**DATA:**
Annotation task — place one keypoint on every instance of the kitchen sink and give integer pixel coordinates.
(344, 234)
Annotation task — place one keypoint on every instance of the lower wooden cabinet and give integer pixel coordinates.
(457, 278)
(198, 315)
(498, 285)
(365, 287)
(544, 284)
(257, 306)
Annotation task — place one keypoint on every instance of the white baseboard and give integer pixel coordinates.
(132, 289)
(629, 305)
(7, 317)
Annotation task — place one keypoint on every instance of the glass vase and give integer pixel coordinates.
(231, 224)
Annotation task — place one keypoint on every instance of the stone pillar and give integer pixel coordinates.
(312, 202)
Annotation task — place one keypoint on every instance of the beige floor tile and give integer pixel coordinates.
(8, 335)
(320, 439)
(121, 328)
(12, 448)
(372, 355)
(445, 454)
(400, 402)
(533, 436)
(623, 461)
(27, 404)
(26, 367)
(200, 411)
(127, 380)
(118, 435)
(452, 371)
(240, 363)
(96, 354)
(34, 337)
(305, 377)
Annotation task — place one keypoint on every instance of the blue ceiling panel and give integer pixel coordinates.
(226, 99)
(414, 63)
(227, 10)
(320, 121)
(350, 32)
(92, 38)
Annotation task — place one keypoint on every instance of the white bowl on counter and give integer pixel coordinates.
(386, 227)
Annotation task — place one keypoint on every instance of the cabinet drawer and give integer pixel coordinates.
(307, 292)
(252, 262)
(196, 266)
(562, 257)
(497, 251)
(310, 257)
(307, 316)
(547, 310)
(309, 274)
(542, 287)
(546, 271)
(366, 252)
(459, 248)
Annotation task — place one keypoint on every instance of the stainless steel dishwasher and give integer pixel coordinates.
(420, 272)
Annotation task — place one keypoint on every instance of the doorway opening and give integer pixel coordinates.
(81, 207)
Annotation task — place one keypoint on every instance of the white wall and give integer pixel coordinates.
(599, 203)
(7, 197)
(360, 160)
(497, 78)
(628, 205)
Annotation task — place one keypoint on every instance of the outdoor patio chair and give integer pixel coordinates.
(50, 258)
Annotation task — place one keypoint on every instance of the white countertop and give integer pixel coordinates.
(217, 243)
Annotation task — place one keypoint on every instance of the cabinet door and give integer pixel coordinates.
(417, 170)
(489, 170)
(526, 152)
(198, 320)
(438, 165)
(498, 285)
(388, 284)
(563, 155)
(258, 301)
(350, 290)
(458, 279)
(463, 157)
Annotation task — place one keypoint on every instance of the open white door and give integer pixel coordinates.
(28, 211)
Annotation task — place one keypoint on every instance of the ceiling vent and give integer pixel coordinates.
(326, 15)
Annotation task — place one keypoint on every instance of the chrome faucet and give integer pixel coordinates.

**CHALLENGE:** Could you format all the entries above as a Markdown table with a "No." column for the row number and a "Line" column for the text, one row per line and no blank lines?

**RESULT FOR THIS EXERCISE:**
| No. | Line |
|---|---|
| 1 | Annotation task — place one keypoint on every instance of the kitchen sink and give integer pixel coordinates. |
| 2 | (344, 234) |
| 3 | Annotation task — place one keypoint on every instance of the lower wooden cabinet and give integer pixel coordinates. |
| 4 | (457, 278) |
| 5 | (198, 315) |
| 6 | (498, 285) |
| 7 | (365, 287) |
| 8 | (544, 284) |
| 9 | (257, 306) |
| 10 | Annotation task — place one keypoint on every instance of the white baseboard and give integer pixel coordinates. |
| 11 | (132, 289) |
| 12 | (629, 305) |
| 13 | (7, 317) |
| 14 | Annotation task — place one keypoint on every instance of the glass vase and give integer pixel coordinates. |
| 15 | (231, 224) |
| 16 | Annotation task — place one keypoint on every instance of the stone pillar and give integer pixel coordinates. |
| 17 | (312, 202) |
| 18 | Annotation task — place one keypoint on every instance of the beige floor tile and give integer pixel coordinates. |
| 19 | (8, 335) |
| 20 | (320, 439) |
| 21 | (121, 328) |
| 22 | (12, 448) |
| 23 | (372, 355) |
| 24 | (445, 454) |
| 25 | (400, 402) |
| 26 | (533, 436) |
| 27 | (623, 461) |
| 28 | (27, 404) |
| 29 | (26, 367) |
| 30 | (200, 411) |
| 31 | (127, 380) |
| 32 | (118, 435) |
| 33 | (452, 371) |
| 34 | (240, 363) |
| 35 | (96, 354) |
| 36 | (34, 337) |
| 37 | (305, 377) |
| 38 | Annotation task — place one keypoint on every instance of the blue ceiling panel and give integer pixel coordinates. |
| 39 | (226, 99) |
| 40 | (414, 63) |
| 41 | (227, 10) |
| 42 | (320, 121) |
| 43 | (350, 32) |
| 44 | (92, 38) |
| 45 | Annotation task — place one keypoint on every instance of the white bowl on counter and give integer pixel coordinates. |
| 46 | (386, 227) |
| 47 | Annotation task — place one keypoint on every instance of the cabinet drawer and give integer pixel coordinates. |
| 48 | (307, 292) |
| 49 | (252, 262) |
| 50 | (196, 266) |
| 51 | (562, 257) |
| 52 | (497, 251) |
| 53 | (310, 257) |
| 54 | (307, 316) |
| 55 | (547, 310) |
| 56 | (309, 274) |
| 57 | (542, 287) |
| 58 | (546, 271) |
| 59 | (366, 252) |
| 60 | (459, 248) |
| 61 | Annotation task — place one keypoint on every instance of the stainless steel dishwasher and give integer pixel coordinates. |
| 62 | (420, 272) |
| 63 | Annotation task — place one keypoint on every instance of the doorway opening and give integer pixel coordinates. |
| 64 | (81, 207) |
| 65 | Annotation task — place one keypoint on every instance of the white wall and give integer pixel coordinates. |
| 66 | (599, 203) |
| 67 | (7, 197) |
| 68 | (360, 160) |
| 69 | (497, 78) |
| 70 | (628, 205) |
| 71 | Annotation task — place one keypoint on every instance of the outdoor patio chair and give integer pixel coordinates. |
| 72 | (50, 258) |
| 73 | Annotation task — place one keypoint on every instance of the white countertop and give integer pixel coordinates. |
| 74 | (217, 243) |
| 75 | Annotation task — place one keypoint on every instance of the cabinet door and give integer pixel coordinates. |
| 76 | (417, 170) |
| 77 | (489, 170) |
| 78 | (526, 152) |
| 79 | (198, 320) |
| 80 | (438, 165) |
| 81 | (498, 285) |
| 82 | (388, 284) |
| 83 | (563, 155) |
| 84 | (258, 301) |
| 85 | (350, 290) |
| 86 | (458, 279) |
| 87 | (463, 157) |
| 88 | Annotation task — place one keypoint on every instance of the open white door and give integer pixel coordinates. |
| 89 | (28, 211) |
| 90 | Annotation task — place one keypoint on every instance of the ceiling vent and give integer pixel coordinates. |
| 91 | (326, 15) |
| 92 | Annotation task — place one keypoint on every instance of the chrome faucet and give integer pixel coordinates. |